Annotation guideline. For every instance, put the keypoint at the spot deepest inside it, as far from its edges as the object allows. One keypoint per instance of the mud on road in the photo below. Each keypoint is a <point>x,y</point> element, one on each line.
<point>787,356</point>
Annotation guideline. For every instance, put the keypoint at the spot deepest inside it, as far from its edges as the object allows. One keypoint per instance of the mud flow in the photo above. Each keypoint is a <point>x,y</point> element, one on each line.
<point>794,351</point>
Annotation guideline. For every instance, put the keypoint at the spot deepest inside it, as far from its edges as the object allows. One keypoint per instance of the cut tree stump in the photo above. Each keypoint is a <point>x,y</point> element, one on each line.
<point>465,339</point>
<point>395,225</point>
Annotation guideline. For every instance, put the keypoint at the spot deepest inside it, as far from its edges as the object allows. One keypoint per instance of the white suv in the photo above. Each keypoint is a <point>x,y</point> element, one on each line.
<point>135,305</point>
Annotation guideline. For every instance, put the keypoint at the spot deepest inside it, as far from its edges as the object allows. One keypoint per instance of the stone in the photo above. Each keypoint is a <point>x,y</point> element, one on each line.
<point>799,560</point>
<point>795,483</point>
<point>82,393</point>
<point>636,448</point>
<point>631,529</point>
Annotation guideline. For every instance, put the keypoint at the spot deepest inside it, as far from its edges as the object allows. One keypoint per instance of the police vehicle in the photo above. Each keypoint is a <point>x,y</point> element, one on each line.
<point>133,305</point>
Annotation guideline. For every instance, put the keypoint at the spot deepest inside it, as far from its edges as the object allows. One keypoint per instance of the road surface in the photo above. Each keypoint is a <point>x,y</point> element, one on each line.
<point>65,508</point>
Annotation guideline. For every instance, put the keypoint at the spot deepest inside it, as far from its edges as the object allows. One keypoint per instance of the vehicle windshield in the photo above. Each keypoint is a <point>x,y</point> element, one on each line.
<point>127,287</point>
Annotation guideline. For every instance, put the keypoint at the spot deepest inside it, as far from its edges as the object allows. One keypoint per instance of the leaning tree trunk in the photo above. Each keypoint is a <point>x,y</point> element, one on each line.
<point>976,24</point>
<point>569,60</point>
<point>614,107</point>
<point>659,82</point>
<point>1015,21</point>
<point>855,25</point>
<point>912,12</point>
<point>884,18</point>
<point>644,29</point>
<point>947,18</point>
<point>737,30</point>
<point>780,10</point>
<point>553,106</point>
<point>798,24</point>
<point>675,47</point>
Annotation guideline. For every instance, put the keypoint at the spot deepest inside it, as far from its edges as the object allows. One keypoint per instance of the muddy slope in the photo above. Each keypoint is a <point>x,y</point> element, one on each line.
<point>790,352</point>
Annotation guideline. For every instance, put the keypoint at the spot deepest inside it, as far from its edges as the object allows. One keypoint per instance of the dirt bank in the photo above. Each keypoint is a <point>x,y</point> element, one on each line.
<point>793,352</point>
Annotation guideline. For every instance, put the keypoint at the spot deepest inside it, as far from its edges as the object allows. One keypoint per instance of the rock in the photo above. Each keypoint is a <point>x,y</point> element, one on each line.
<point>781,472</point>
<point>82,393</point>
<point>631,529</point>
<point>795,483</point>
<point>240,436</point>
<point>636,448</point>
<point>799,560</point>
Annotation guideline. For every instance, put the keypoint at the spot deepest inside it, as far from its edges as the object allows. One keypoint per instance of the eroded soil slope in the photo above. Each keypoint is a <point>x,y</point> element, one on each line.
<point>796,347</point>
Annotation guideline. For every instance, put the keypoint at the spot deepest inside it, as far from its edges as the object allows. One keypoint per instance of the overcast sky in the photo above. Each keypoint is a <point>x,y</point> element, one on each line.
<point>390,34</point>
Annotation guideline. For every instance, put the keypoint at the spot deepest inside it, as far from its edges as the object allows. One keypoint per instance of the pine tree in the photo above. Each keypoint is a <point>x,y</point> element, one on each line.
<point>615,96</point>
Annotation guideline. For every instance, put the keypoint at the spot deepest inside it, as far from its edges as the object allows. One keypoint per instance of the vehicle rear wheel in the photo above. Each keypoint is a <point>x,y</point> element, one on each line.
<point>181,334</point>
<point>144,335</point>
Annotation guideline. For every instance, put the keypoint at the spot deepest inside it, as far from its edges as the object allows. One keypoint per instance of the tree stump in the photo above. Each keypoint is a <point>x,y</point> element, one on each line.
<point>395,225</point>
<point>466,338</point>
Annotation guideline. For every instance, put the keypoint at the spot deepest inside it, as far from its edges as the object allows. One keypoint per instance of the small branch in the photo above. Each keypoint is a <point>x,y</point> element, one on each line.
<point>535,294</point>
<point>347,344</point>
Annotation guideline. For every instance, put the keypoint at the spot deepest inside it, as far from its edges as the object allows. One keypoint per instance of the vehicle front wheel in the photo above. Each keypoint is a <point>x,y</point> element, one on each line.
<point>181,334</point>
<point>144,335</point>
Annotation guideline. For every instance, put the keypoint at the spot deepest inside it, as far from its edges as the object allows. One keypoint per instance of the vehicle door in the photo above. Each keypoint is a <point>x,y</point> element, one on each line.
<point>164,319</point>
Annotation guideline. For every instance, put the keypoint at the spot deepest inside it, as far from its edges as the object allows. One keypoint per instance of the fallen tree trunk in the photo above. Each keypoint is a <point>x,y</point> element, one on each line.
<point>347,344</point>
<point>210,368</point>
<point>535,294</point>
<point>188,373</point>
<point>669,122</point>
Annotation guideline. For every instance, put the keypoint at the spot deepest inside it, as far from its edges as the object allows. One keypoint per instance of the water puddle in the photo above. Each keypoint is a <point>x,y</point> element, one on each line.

■ ■ ■

◆ WHAT TO WORK ON ◆
The whole listing above needs to be written out again exactly.

◆ ANSWER ◆
Annotation guideline. For every instance, put the keypoint at the spot deepest inside it, as far from its edges as the object allows. One keypoint per instance of the mud on road in the photo below. Each keypoint is a <point>x,y</point> element, one on each line.
<point>787,356</point>
Annotation guideline. For every instance, put the keypoint at the spot deepest inside it, as far from its edges as the object allows. One keypoint per instance of the mud flow in the photo above. Each keypoint is a <point>x,y</point> element, one on each line.
<point>794,351</point>
Annotation guideline. For every instance, put the keypoint at the spot deepest inside it, as far from its edges as the object allows. One keypoint per instance of the cut tree stump in the photo above. Each keypoint is a <point>x,y</point> element, one on each line.
<point>465,339</point>
<point>395,225</point>
Annotation guideline. For every instance, put the keypoint at the spot deepest inside it, as far from its edges as the object allows. One keypoint per instance of the white suv in the photo above. Each keypoint is a <point>x,y</point> element, one on each line.
<point>135,305</point>
Annotation guideline. For every instance, put the keypoint at the spot deepest inside it, as far from its edges as the object allows. One keypoint per instance of the stone in the photo above. Each keypoint is a <point>x,y</point> element, one on each line.
<point>799,560</point>
<point>795,483</point>
<point>82,393</point>
<point>636,448</point>
<point>631,529</point>
Annotation guideline. For every instance, put the keypoint at the spot deepest inside it, as far from its edges as the object allows. One keypoint per instance of the police vehicle in the photo above. Each keypoint is a <point>x,y</point> element, one on each line.
<point>133,305</point>
Annotation guideline. For every instance, put the keypoint at the spot deepest inside it, as far from its edges as the object allows. One keypoint per instance of the road surface in the photo above. Each keypoint is a <point>x,y</point> element, one on each line.
<point>65,508</point>
Annotation guideline. For every instance, put the keypoint at the spot deepest inside it, as far from its edges as the object allows. One keypoint per instance of the vehicle windshield in the photo above. Each keypoint is a <point>x,y</point> element, one on each line.
<point>127,287</point>
Annotation guideline. For every instance, put the keypoint at the spot deepest inside it, as far from its edges as the object allows. One keypoint per instance of the leaning tree trunk in the photo above. Each keypoint is a <point>x,y</point> element, one on each line.
<point>976,24</point>
<point>569,60</point>
<point>614,107</point>
<point>659,82</point>
<point>1015,21</point>
<point>855,25</point>
<point>912,12</point>
<point>884,18</point>
<point>644,29</point>
<point>947,18</point>
<point>737,30</point>
<point>780,10</point>
<point>553,106</point>
<point>798,24</point>
<point>675,47</point>
Annotation guideline. For every instance, put the keypoint at the spot deepest inside it, as far from its edges as the object allows. One keypoint per instance of the muddy slope in the photo above. Each keypoint is a <point>x,y</point> element, one on each line.
<point>790,352</point>
Annotation guideline. For every instance, put the keypoint at the spot deepest inside it, as far from its edges as the object allows. One keypoint per instance of the dirt bank in the photo above. Each keypoint is a <point>x,y</point> element, one on each line.
<point>793,352</point>
Annotation guideline. For every instance, put the keypoint at the spot deepest inside it, as far from its edges as the object allows. One keypoint per instance of the rock in the photo above. Each keypoint is a <point>x,y</point> element, one on each line.
<point>781,472</point>
<point>82,393</point>
<point>631,529</point>
<point>795,483</point>
<point>240,436</point>
<point>636,448</point>
<point>799,560</point>
Annotation guideline. For every instance, put the keypoint at the spot deepest inside it, as far from its edges as the object allows. One keypoint per instance of the eroded soil slope in the photo above. Each keypoint is a <point>x,y</point> element, one on each line.
<point>796,347</point>
Annotation guideline. For every instance, put the keypoint at the spot deepest inside it, as far from its edges as the object allows. One keypoint per instance of the overcast sky in the photo above. Each keypoint is a <point>x,y</point> element, one on each line.
<point>390,34</point>
Annotation guideline. For every instance, put the keypoint at the spot deepest inside it, as far from its edges as the object allows. One keypoint per instance of the pine tree in the photo above. Each keypoint is a <point>x,y</point> element, one on each line.
<point>615,96</point>
Annotation guideline. For every instance, put the keypoint at the spot deepest inside it, as far from its edges as the object allows. One keypoint per instance of the vehicle rear wheel in the photo above. Each keypoint is a <point>x,y</point> element, one on each line.
<point>181,334</point>
<point>144,335</point>
Annotation guideline. For every instance, put the keypoint at the spot deepest inside it, as far from its edges as the object allows. One keypoint per instance of the tree stump in the photo above. Each keypoint is a <point>x,y</point> element, one on each line.
<point>395,225</point>
<point>466,338</point>
Annotation guideline. For every instance, put the keypoint at the spot deepest inside it, as far from its edges as the object allows. One keypoint per instance of the small branch in the photo above. Each keypoint is a <point>x,y</point> element, one on each line.
<point>535,294</point>
<point>347,344</point>
Annotation guideline. For every instance, put the keypoint at the spot deepest inside it, as far from its edges as the object allows. One keypoint per instance of the vehicle front wheel in the photo above. Each keypoint is a <point>x,y</point> element, one on each line.
<point>181,334</point>
<point>144,335</point>
Annotation guideline. For every instance, put the keypoint at the spot deepest inside it, as far from its edges as the object allows. One keypoint per instance of the vehicle door in the photo above. Each keypoint is a <point>x,y</point> element, one on each line.
<point>164,319</point>
Annotation guideline. For every instance, put the keypoint at the spot deepest inside it, as far from its edges as the object allows. One keypoint per instance of the fallen tree trunk in the photo above. Each keypoint is a <point>x,y</point> element, one on each line.
<point>347,344</point>
<point>210,368</point>
<point>535,294</point>
<point>188,373</point>
<point>669,122</point>
Annotation guideline. For every instance, put the keypoint at the spot deepest inside it, as far from its edges as the object allows. One keypoint per instance of the water puddle in the photo above. Each keypoint is a <point>x,y</point> element, one on each line.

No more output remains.